=== SOURCE DATA ===

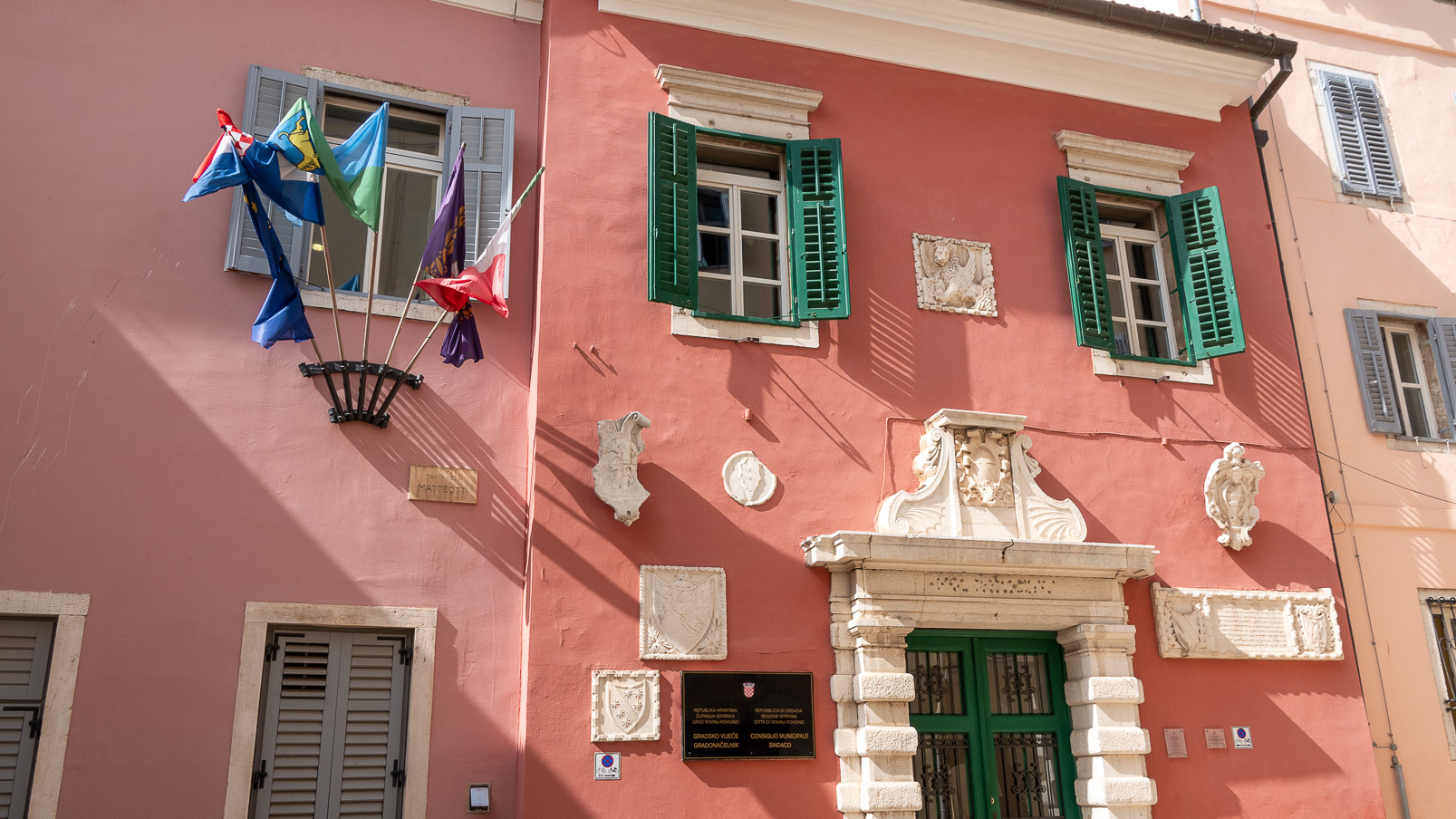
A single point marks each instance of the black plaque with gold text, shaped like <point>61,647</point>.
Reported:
<point>763,715</point>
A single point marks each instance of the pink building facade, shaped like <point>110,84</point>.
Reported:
<point>849,218</point>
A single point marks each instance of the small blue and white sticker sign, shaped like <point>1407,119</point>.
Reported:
<point>607,766</point>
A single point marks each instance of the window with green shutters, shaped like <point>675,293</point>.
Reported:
<point>1149,276</point>
<point>993,725</point>
<point>744,227</point>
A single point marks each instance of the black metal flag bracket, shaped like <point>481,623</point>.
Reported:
<point>357,410</point>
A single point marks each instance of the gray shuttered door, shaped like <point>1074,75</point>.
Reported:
<point>1367,163</point>
<point>333,730</point>
<point>25,653</point>
<point>487,136</point>
<point>270,95</point>
<point>1374,371</point>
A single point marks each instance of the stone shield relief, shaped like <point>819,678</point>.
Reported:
<point>685,614</point>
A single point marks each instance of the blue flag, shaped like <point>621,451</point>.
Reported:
<point>281,316</point>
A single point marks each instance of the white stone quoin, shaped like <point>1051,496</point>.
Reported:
<point>980,545</point>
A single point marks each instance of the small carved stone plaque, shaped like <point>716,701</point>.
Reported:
<point>685,614</point>
<point>450,485</point>
<point>954,275</point>
<point>625,706</point>
<point>1228,624</point>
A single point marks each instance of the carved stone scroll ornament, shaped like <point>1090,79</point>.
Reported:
<point>625,706</point>
<point>685,614</point>
<point>1229,492</point>
<point>619,442</point>
<point>954,275</point>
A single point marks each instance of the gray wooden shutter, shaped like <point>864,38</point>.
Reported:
<point>1374,371</point>
<point>488,149</point>
<point>369,730</point>
<point>25,660</point>
<point>1366,160</point>
<point>1443,351</point>
<point>270,95</point>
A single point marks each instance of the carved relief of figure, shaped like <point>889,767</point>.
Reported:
<point>1229,492</point>
<point>619,444</point>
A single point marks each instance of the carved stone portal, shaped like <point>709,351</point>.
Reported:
<point>619,442</point>
<point>954,275</point>
<point>685,614</point>
<point>625,706</point>
<point>747,480</point>
<point>978,480</point>
<point>1229,494</point>
<point>1229,624</point>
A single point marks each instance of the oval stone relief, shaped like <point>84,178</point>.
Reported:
<point>747,480</point>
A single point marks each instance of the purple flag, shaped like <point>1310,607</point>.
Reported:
<point>462,339</point>
<point>444,252</point>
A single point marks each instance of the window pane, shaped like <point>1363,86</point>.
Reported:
<point>760,258</point>
<point>1415,406</point>
<point>715,295</point>
<point>1027,775</point>
<point>348,246</point>
<point>408,208</point>
<point>762,300</point>
<point>1018,684</point>
<point>712,254</point>
<point>940,766</point>
<point>937,682</point>
<point>712,207</point>
<point>760,213</point>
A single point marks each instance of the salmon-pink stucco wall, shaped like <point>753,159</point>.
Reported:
<point>159,460</point>
<point>928,153</point>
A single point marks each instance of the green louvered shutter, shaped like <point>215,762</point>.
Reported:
<point>1204,275</point>
<point>1085,271</point>
<point>671,211</point>
<point>270,95</point>
<point>817,230</point>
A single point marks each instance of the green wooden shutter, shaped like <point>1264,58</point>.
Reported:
<point>25,653</point>
<point>817,230</point>
<point>671,242</point>
<point>270,95</point>
<point>487,136</point>
<point>1086,275</point>
<point>1204,276</point>
<point>1374,371</point>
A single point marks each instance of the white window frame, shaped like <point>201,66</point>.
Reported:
<point>1417,350</point>
<point>69,612</point>
<point>737,185</point>
<point>256,620</point>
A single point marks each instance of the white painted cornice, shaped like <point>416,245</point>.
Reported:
<point>986,40</point>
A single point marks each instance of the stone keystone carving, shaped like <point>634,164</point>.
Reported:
<point>625,706</point>
<point>619,442</point>
<point>747,480</point>
<point>954,275</point>
<point>685,614</point>
<point>1229,492</point>
<point>978,480</point>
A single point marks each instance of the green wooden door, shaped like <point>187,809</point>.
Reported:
<point>995,729</point>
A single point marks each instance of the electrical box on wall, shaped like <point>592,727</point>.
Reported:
<point>481,797</point>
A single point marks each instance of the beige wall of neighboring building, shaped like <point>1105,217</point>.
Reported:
<point>1393,521</point>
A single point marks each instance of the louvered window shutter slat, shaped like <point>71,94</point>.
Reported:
<point>1206,278</point>
<point>25,653</point>
<point>817,230</point>
<point>671,211</point>
<point>1374,371</point>
<point>1091,309</point>
<point>488,153</point>
<point>270,95</point>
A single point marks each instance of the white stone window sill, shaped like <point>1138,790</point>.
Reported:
<point>688,324</point>
<point>1104,364</point>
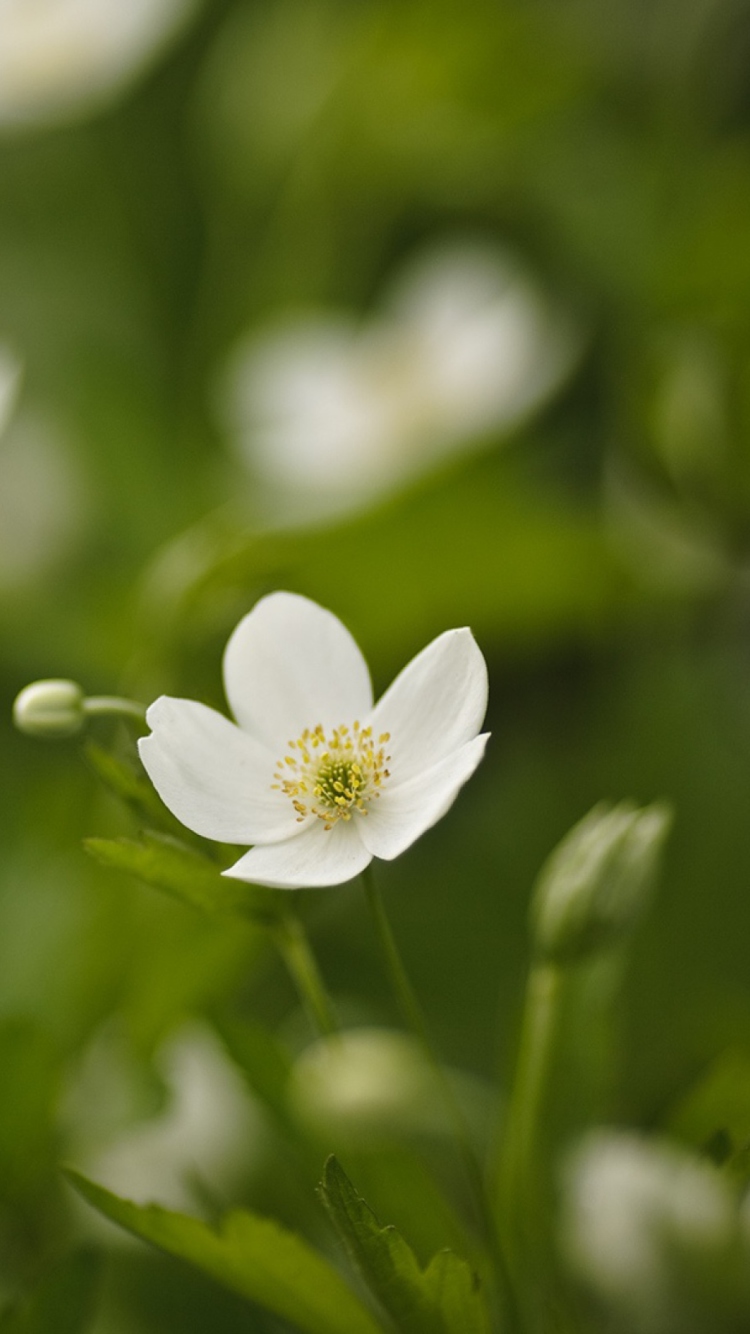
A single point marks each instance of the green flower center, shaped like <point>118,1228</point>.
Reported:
<point>332,777</point>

===

WHAT YOU ARE ASKED TO DO:
Change each "Reported" in the material to "Found" and keep everything else the same. Leave the pictures out of your answer.

TASK RESPONSE:
A single point marks each instance of the black plaque with gold text, shaped like <point>61,647</point>.
Found:
<point>763,715</point>
A single point marks each instance of the pink building facade, shaped like <point>110,84</point>.
Found:
<point>849,218</point>
A single point marks each instance of the small blue and white sticker sign, shaped like <point>1407,119</point>.
Found:
<point>607,766</point>
A single point marks each instance of the window with green shutters, shaped like <point>675,293</point>.
Found:
<point>1149,276</point>
<point>993,725</point>
<point>744,227</point>
A single point marks each instance of the black metal flag bracket, shaped like <point>481,623</point>.
Found:
<point>357,410</point>
A single point marks each instance of the gray shuttered door, shaped like <point>1074,75</point>.
Found:
<point>1367,163</point>
<point>333,730</point>
<point>25,653</point>
<point>487,136</point>
<point>270,95</point>
<point>1374,371</point>
A single point marks each instance of the stone shield relief, shaped like <point>819,678</point>.
Found:
<point>685,614</point>
A single point marks each instance of the blue flag, shaped like <point>621,451</point>.
Found:
<point>281,316</point>
A single point marks each instance of the white stone quoin, shaped like <point>1051,496</point>.
Found:
<point>980,545</point>
A single point marks each instance of the small carved stone plaque, shaped like <point>716,701</point>.
Found:
<point>685,614</point>
<point>450,485</point>
<point>954,275</point>
<point>625,706</point>
<point>1228,624</point>
A single point marks each instance of the carved stone scroll ornament, shaped like <point>1090,79</point>.
Found:
<point>625,706</point>
<point>685,614</point>
<point>1229,492</point>
<point>619,442</point>
<point>954,275</point>
A single point marks each instance of the gray wooden shutter, shaped like <point>864,38</point>.
Found:
<point>1374,371</point>
<point>488,149</point>
<point>369,730</point>
<point>25,660</point>
<point>1366,160</point>
<point>1443,351</point>
<point>270,95</point>
A single point marks each instance of the carved relief of figure, shaped like <point>889,767</point>.
Found:
<point>1229,492</point>
<point>619,444</point>
A single point marks each instance of the carved stone portal, shaped like <point>709,351</point>.
Found:
<point>619,442</point>
<point>954,275</point>
<point>685,614</point>
<point>625,706</point>
<point>747,480</point>
<point>978,480</point>
<point>1229,494</point>
<point>1229,624</point>
A single point marks each instance of the oval stone relief, shaped like <point>84,178</point>.
Found:
<point>747,480</point>
A single point marks each instance of the purple flag, shaped like <point>1310,607</point>.
Found:
<point>462,339</point>
<point>444,252</point>
A single point marks each instance of the window pane, shaped like <point>1363,86</point>.
Found:
<point>760,258</point>
<point>1415,406</point>
<point>715,295</point>
<point>1027,775</point>
<point>348,246</point>
<point>408,208</point>
<point>762,300</point>
<point>1018,684</point>
<point>712,254</point>
<point>940,766</point>
<point>937,682</point>
<point>712,207</point>
<point>760,213</point>
A single point marks each instance of the salmon-pink stucco wall, shaped like <point>753,159</point>.
Found:
<point>159,460</point>
<point>928,153</point>
A single point marks each instance of the green louvered shutter, shaped like <point>215,762</point>.
Found:
<point>1204,275</point>
<point>1085,271</point>
<point>671,211</point>
<point>270,95</point>
<point>817,230</point>
A single point marks each instance of the green wooden shutter, shaped like <point>1264,58</point>.
Found:
<point>25,653</point>
<point>817,230</point>
<point>671,242</point>
<point>270,95</point>
<point>487,136</point>
<point>1086,275</point>
<point>1204,276</point>
<point>1374,371</point>
A single point marks each instance of the white window frame, shaped like <point>201,66</point>.
Found:
<point>1417,350</point>
<point>69,612</point>
<point>737,185</point>
<point>256,620</point>
A single point marks each instance of the white painted cornice, shaped like <point>416,245</point>.
Found:
<point>986,40</point>
A single point marks each instance of the stone keystone carving, shaped like <point>634,164</point>.
Found:
<point>625,706</point>
<point>619,442</point>
<point>747,480</point>
<point>954,275</point>
<point>685,614</point>
<point>1229,492</point>
<point>978,480</point>
A single point marks each instance of the green wooden door, shaped like <point>187,809</point>.
Found:
<point>995,729</point>
A single point marks each instance of the electrical box on wall, shaped like <point>592,727</point>.
Found:
<point>481,797</point>
A single point marks each instance of the beige wall of neighboring building, shaped like <point>1105,217</point>.
Found:
<point>1393,521</point>
A single point marks each instance of the louvered window shutter slat, shaped like <point>71,94</point>.
Found:
<point>1206,278</point>
<point>25,653</point>
<point>817,230</point>
<point>671,211</point>
<point>1374,371</point>
<point>1091,309</point>
<point>488,153</point>
<point>270,95</point>
A single point marks each instance of the white stone window sill, shaped like <point>1138,790</point>.
Found:
<point>688,324</point>
<point>1104,364</point>
A single point marks each instance of the green flower center, shaped like <point>118,1228</point>.
Found:
<point>332,777</point>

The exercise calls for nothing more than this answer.